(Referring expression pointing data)
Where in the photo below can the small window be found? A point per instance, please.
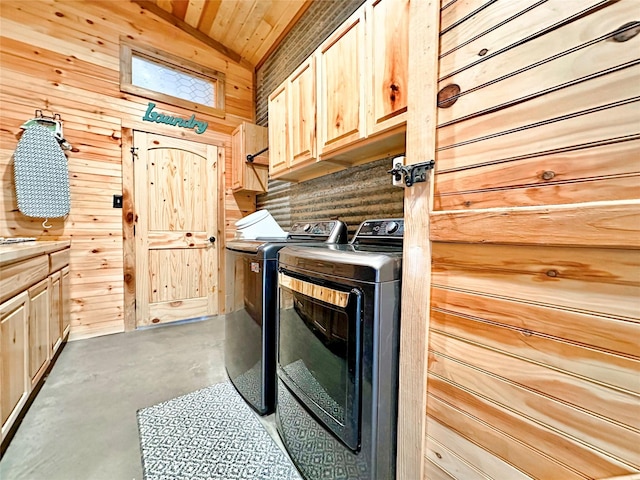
(153, 74)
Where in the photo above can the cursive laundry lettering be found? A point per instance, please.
(191, 122)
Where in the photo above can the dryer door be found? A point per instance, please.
(320, 352)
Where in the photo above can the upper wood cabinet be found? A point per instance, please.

* Work to be completed
Your answer must be the line that contains "Where in the photo above can the dryer" and every line after it to the end of the records, reproduced exactly.

* Answer to this problem
Where in the photo above can the dryer door be found? A point per instance, please.
(320, 352)
Where in the photo above can the upper wood cabinet be found? A point per instance, please.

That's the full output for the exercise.